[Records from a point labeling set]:
····················
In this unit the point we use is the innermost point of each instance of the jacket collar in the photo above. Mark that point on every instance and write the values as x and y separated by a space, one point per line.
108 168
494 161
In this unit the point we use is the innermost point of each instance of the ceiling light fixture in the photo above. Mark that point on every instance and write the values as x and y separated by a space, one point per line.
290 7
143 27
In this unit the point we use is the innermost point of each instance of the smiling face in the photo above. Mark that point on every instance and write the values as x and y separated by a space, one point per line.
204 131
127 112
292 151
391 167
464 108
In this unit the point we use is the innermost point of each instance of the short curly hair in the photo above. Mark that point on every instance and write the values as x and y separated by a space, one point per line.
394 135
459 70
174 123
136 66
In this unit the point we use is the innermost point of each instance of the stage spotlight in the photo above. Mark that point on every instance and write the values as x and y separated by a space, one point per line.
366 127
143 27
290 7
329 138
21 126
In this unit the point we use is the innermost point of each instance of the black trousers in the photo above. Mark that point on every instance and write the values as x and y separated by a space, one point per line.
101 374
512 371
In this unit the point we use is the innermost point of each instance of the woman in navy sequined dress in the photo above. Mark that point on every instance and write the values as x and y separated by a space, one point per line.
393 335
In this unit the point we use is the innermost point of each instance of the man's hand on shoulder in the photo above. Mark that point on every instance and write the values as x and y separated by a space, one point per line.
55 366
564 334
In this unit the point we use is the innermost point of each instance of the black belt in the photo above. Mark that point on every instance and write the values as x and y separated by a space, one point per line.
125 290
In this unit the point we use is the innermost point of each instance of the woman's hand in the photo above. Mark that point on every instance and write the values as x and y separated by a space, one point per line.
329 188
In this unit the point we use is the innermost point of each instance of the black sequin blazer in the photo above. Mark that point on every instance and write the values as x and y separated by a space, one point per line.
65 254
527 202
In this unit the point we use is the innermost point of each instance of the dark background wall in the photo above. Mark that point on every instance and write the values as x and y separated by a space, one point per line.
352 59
····················
[WHAT THE EXERCISE ASKS]:
Rewrite all of the lines above, putting "central point" wherever "innermost point" appears and keeping everything else the same.

[RESPONSE TO THE EXERCISE]:
In this unit the point we use is the central point of each instance of the jacket collar in the photo above. Mark that point on every instance and write the values as x and y separated by a space, one point per line.
108 168
494 161
In this unit the point we use is the central point of each instance of the ceiling light fixture in the photo above. Mark that point on every instance and write the values as x and y separated by a space, one point per line.
290 7
143 27
In this unit the point we use is the central point of each instance of the smiling face in the photo above. Mark that point on every instance and write the values as x and y separated by a space, one point per line.
204 131
127 112
292 151
391 167
464 108
In this unit the point we use is the central point of each instance of the short curly hair in the photo above. Mark that point on every instance and write the values as x and y separated by a space, one point per line.
394 135
459 70
174 123
136 66
In this unit the point we use is the central point of each instance of the stage spotlight in the photo above. Mark that point on every instance and write the values as x and y separated by a space, one point per line.
366 127
143 27
290 7
329 138
21 126
In this unit the point we use is the central point of each instance of the black trousers in the photo above. Mark that point on every instance and write the values as x and y separated by a space, one point per line.
101 374
512 371
In this unit the point we use is the central point of each instance of the woman in navy sequined dress in the photo above. Mark that point on every instance and write the values as x and y separated by a space, one point per line.
393 335
In this unit the point we use is the central point of each instance of the man's hand on shoulder in the photo above. Mark that point on every instance and write the values as x and y separated by a space, one point per line.
55 366
564 334
In this unit the point we use is the central point of each instance of the black belt in the photo above. Mark that point on every instance and write the values as x and y separated by a space, one point per line.
125 290
In this unit the point we use is the central point of each instance of the woman's hand in the photo above. Mark that point on every instance and write the values as x and y separated by a space, one point per line.
329 188
In this unit the point we use is the central point of each instance of the black sequin blazer in the photo above. Mark that point on every instance and write the values as x and y separated by a space, one point per line.
65 254
527 202
In this unit the point we use is the central point of each instance of the dark background wall in the photo above. Mark that point on every instance and write the values as x and y separated by a space, one point per line.
352 59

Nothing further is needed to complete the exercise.